>> begin
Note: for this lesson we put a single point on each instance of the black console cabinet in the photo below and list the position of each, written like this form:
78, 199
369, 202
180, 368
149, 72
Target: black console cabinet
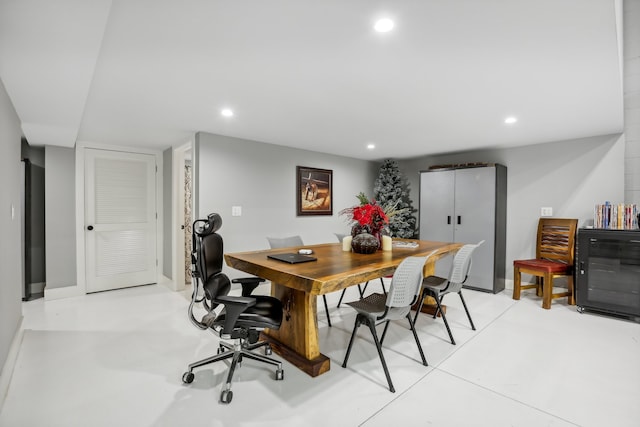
608, 271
>> end
_Goal_
Write out every line of the records again, including the requests. Scale only the point coordinates in the answers by multiplying each by 2.35 and rounding to the nearest whole number, with halves rounded up. Leave the numbers in the requests and their format samples unchanged, and omit the pictures.

_Output below_
Note: for this lesson we put a single point on each instance of the black console cabinet in the photo below and list the position of each, written like this form:
78, 199
369, 202
180, 368
149, 72
Target: black console cabinet
1429, 637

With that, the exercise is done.